■ Page text
Visits to general medical wards in hospitals will be banned from tomorrow.
Health Minister Robin Swann confirmed the move due to the prevalence of coronavirus within communities.
Visits will still be permitted in hospices and care homes, and the decision will be "kept under constant review".
But Mr Swann also warned that nobody should "underestimate the sheer challenge" faced by healthcare staff on Covid wards. He said they were working "under the strain of full PPE, knowing that for many patients, they may well be the last face that they see".
He added that staff were "working well beyond their hours to support colleagues and stay with patients in their final hours".
And Mr Swann urged people not to be distracted by the "small, but vocal, minority who claim the Covid threat is an exaggeration".
"They have been discredited. The facts are clear because their constant undermining is nothing but an insult to health and care workers," he said.
"We need to look after them, not just now but for the years to come. We as a society will have to look after our health service better than we have in previous years. The health service is up against it right now and the pressures are without parallel."
A further 19 local people have died from Covid-19, bringing the death toll to 1,517.
Another 1,145 people have also tested positive for the virus in the last 24 hours.
As of yesterday morning, there were 869 Covid-19 confirmed inpatients, 277 more than this time last week.
"That rate of growth is wholly unsustainable," Mr Swann warned. But he added that despite the pressures, those most in need of treatment would still get it, but may have to travel to other locations.

■ The data
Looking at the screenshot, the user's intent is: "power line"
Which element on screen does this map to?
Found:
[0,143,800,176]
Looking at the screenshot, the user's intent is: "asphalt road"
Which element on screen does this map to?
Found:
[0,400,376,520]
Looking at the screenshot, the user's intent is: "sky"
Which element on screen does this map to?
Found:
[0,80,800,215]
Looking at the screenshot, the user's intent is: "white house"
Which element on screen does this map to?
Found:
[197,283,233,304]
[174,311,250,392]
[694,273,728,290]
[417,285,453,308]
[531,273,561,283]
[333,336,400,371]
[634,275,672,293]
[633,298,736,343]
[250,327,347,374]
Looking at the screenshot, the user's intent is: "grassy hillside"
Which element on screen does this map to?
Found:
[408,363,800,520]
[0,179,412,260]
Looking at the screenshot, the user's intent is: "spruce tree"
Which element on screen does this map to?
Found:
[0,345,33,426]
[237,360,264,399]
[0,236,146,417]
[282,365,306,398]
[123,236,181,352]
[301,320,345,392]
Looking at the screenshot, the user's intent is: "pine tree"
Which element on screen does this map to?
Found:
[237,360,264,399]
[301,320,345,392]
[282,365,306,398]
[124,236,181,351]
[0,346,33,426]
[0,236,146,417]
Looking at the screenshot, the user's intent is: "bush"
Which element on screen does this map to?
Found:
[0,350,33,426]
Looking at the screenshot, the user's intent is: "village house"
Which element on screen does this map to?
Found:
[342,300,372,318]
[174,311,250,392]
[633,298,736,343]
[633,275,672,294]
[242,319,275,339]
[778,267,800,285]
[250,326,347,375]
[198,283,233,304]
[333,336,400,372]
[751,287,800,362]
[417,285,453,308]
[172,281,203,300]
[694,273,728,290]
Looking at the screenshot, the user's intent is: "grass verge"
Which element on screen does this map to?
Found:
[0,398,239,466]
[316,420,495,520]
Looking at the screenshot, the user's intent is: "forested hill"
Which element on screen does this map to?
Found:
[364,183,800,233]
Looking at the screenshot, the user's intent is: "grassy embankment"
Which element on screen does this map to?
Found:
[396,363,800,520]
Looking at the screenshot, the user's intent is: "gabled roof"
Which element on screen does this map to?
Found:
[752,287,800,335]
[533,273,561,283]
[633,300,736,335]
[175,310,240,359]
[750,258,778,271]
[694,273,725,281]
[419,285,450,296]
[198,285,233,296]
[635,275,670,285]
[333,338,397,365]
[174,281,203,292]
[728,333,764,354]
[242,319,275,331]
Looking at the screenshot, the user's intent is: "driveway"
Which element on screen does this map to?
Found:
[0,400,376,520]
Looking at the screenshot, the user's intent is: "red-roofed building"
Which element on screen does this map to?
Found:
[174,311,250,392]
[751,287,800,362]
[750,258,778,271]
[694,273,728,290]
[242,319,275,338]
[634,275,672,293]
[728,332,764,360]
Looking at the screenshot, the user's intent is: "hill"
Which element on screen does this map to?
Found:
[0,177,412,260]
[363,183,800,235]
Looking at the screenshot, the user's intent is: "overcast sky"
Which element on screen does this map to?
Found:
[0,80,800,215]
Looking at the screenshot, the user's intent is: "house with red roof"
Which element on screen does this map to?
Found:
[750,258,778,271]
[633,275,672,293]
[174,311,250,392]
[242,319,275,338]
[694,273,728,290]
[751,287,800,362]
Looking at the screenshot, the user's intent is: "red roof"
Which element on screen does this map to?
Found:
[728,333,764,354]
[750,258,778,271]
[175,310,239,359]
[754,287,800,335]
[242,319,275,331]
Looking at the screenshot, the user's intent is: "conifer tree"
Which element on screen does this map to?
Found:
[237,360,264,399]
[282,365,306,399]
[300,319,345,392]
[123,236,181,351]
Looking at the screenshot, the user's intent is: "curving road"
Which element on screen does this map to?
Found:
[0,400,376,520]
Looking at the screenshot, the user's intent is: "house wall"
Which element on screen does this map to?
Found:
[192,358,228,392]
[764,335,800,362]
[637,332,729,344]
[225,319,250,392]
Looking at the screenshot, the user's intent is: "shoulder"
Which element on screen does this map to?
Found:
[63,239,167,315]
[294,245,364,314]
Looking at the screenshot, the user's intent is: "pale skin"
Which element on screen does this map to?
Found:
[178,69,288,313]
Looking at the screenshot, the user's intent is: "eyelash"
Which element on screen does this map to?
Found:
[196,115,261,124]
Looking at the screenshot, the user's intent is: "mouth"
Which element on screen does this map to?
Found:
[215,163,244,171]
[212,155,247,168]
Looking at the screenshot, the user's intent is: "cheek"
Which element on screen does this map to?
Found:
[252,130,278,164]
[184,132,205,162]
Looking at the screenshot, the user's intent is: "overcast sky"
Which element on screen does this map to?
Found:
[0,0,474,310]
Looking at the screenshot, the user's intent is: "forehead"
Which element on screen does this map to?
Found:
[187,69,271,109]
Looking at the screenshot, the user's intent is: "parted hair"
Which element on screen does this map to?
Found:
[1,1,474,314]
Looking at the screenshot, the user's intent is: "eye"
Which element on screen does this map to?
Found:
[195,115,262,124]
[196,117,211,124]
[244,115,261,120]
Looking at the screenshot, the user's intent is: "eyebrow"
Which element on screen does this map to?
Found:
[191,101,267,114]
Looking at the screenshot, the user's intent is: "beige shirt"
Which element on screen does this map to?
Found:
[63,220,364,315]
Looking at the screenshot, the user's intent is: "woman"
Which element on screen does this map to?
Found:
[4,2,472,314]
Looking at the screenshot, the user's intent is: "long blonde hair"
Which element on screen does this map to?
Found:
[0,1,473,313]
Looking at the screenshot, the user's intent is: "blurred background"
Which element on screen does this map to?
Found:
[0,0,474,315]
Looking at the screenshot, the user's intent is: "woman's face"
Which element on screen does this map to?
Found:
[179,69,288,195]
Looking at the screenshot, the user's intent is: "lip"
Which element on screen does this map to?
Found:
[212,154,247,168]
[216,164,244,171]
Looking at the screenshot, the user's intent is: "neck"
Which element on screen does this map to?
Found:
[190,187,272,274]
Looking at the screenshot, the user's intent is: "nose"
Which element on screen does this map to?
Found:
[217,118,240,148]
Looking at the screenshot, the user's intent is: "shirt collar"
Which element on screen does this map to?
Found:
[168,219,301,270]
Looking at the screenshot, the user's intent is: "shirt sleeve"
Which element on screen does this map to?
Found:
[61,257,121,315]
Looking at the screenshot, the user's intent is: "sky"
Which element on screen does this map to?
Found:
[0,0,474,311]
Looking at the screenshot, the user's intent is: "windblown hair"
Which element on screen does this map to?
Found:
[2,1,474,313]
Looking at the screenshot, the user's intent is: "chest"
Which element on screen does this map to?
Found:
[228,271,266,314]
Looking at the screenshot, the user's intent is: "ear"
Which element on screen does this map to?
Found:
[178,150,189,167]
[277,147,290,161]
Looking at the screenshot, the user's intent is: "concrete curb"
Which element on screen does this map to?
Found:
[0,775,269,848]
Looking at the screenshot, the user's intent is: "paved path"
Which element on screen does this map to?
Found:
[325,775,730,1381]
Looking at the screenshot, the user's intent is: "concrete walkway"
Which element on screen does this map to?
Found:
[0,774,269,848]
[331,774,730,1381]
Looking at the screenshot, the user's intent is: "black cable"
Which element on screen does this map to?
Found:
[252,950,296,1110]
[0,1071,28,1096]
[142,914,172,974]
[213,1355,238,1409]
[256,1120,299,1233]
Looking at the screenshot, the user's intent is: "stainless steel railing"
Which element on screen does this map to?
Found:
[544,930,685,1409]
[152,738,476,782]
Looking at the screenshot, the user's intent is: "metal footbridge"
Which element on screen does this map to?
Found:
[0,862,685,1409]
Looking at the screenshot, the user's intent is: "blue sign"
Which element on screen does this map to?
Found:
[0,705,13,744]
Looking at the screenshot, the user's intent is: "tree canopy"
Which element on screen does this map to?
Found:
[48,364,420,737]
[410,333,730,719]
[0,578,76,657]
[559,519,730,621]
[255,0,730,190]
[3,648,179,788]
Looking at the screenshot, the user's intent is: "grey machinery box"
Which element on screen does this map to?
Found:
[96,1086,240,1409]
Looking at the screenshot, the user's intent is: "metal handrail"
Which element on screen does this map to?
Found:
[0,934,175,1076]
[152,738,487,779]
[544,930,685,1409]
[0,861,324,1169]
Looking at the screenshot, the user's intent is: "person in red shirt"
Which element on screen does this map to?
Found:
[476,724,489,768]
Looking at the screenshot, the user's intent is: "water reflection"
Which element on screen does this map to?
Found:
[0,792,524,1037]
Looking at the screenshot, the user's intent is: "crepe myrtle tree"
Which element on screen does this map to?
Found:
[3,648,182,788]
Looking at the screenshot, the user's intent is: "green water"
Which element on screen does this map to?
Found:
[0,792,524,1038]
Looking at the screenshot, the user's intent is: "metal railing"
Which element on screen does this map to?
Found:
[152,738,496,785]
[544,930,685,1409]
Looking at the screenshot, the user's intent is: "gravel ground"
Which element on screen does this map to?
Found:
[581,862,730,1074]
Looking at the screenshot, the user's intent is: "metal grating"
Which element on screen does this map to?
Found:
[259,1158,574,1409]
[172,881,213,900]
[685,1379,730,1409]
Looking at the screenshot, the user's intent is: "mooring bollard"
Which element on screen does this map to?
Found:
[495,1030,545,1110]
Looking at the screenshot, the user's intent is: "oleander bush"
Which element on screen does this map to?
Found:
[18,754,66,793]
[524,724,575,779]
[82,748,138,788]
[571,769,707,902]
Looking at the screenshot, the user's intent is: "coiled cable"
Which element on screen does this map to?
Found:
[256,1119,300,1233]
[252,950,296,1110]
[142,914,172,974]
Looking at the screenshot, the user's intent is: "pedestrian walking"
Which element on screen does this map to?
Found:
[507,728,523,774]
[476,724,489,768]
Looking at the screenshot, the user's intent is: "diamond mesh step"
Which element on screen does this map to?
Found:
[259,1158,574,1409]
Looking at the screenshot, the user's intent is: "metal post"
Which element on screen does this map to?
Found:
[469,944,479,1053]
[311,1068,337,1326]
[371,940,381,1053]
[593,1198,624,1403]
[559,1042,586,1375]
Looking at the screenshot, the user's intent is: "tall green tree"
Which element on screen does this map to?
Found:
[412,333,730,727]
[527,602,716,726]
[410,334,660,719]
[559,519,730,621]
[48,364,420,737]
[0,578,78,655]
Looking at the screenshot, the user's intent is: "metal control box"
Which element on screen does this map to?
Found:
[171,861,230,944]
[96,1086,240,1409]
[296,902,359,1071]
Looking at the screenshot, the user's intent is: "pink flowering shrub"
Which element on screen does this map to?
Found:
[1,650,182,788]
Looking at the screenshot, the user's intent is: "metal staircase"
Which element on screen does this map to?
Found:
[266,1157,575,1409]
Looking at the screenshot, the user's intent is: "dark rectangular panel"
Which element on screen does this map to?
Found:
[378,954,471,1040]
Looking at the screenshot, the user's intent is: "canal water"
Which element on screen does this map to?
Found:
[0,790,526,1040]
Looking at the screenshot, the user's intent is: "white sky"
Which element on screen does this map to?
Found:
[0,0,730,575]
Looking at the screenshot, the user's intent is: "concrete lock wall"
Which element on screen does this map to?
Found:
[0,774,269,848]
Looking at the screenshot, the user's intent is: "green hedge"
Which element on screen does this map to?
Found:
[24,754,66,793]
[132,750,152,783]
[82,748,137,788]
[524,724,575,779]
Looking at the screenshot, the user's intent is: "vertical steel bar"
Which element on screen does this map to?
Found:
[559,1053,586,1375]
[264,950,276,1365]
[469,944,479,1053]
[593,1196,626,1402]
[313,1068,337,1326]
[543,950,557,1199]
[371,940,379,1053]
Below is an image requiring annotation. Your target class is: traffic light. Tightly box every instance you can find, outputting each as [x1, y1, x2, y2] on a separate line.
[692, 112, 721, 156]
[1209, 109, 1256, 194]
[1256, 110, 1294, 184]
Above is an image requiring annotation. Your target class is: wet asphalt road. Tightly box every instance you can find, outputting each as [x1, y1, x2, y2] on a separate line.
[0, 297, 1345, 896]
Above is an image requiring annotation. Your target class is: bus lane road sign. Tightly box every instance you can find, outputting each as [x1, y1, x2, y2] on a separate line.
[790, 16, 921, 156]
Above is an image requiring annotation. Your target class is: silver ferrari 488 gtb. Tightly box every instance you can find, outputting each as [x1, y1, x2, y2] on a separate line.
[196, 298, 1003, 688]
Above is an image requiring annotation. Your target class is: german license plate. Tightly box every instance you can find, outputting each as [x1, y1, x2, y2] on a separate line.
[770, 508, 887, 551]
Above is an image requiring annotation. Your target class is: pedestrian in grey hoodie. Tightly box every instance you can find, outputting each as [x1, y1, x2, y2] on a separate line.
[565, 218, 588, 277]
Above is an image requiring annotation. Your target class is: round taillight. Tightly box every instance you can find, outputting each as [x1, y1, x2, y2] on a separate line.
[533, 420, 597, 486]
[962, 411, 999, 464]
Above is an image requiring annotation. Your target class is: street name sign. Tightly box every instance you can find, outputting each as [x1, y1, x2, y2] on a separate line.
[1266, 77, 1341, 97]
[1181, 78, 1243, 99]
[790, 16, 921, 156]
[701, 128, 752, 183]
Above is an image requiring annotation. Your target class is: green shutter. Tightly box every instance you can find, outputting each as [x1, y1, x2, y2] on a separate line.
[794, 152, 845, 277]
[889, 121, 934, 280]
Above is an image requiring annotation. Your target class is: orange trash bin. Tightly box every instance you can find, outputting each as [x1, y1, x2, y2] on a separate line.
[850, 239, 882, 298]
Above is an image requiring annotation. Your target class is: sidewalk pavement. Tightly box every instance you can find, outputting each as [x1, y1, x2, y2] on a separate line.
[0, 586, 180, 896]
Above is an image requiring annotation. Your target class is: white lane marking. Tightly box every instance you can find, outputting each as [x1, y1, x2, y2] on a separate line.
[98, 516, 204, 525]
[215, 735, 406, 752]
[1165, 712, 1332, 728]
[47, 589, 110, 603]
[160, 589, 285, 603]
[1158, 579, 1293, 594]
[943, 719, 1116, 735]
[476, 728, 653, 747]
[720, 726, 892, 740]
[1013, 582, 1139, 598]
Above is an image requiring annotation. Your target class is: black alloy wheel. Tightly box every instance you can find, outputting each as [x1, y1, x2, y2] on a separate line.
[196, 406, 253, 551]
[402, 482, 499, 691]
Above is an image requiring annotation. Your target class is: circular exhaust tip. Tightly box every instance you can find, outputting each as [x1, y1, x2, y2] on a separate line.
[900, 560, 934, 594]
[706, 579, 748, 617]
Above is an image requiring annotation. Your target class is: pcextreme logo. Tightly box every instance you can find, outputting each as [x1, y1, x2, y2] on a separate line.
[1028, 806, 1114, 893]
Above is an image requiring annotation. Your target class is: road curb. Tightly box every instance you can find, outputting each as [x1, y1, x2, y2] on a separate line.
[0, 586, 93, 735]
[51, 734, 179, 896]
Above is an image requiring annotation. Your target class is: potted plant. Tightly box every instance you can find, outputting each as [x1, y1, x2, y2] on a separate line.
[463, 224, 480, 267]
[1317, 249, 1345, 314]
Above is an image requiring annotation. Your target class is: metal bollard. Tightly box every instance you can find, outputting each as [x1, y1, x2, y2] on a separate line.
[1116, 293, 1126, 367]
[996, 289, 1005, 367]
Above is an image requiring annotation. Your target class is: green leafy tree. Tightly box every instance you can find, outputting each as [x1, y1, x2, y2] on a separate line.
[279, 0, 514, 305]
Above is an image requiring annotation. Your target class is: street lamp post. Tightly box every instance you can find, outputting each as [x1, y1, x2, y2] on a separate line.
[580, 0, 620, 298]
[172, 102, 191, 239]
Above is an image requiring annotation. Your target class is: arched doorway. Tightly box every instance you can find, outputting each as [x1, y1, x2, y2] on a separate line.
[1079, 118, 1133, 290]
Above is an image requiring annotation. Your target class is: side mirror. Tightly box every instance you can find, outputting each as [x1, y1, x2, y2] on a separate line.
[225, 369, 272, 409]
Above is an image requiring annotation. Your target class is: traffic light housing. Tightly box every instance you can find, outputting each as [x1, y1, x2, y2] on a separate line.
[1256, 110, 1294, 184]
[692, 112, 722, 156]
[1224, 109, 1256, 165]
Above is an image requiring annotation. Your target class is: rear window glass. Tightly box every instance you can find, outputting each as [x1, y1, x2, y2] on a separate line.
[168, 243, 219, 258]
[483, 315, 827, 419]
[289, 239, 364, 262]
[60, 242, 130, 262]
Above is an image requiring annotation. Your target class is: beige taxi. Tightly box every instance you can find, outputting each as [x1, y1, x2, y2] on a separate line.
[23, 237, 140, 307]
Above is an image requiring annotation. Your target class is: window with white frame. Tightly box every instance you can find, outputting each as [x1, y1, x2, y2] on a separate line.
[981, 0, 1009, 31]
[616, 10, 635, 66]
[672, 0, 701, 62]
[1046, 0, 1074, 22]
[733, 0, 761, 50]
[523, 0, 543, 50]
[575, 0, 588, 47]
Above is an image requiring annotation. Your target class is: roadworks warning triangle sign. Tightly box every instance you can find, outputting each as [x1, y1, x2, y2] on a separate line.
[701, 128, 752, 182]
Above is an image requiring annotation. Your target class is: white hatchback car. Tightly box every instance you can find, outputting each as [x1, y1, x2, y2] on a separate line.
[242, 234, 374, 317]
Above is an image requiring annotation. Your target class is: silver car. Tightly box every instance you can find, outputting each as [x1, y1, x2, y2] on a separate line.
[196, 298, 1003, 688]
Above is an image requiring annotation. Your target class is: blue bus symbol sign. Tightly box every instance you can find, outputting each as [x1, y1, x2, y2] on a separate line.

■ Work task 1
List every count of people reported in the hospital visiting report.
■ Work task 2
Extend the hospital visiting report with a few sentences, starting after its final sentence.
The lines above are not needed here.

■ Written answer 1
19, 1,517, 1,145, 869, 277

■ Written answer 2
Chief Scientific Adviser Prof Ian Young said the average number of daily new coronavirus cases had risen to over 2,000 at one point, and while the number was now falling, they remain at a "very high level".
He added: "Even now, as we see the numbers falling, getting lower, they remain at a higher level than any time during wave one or wave two of this epidemic. So, what everyone is doing is working to reduce cases, but we still have a long way to go."
In all, 109,259 doses of Covid-19 vaccines had been administered here as of Tuesday evening, with 91,419 people having received their first dose.
But Chief Medical Officer Dr Michael McBride stressed that while vaccines were "undoubtedly a game changer", they don't make the virus "disappear". He again warned that those who are vaccinated cannot then simply forget about Covid-19.
"It cannot be party time or time to throw caution to the wind. People who are vaccinated have to keep taking all those measures that keep every one of us safe," Dr McBride added.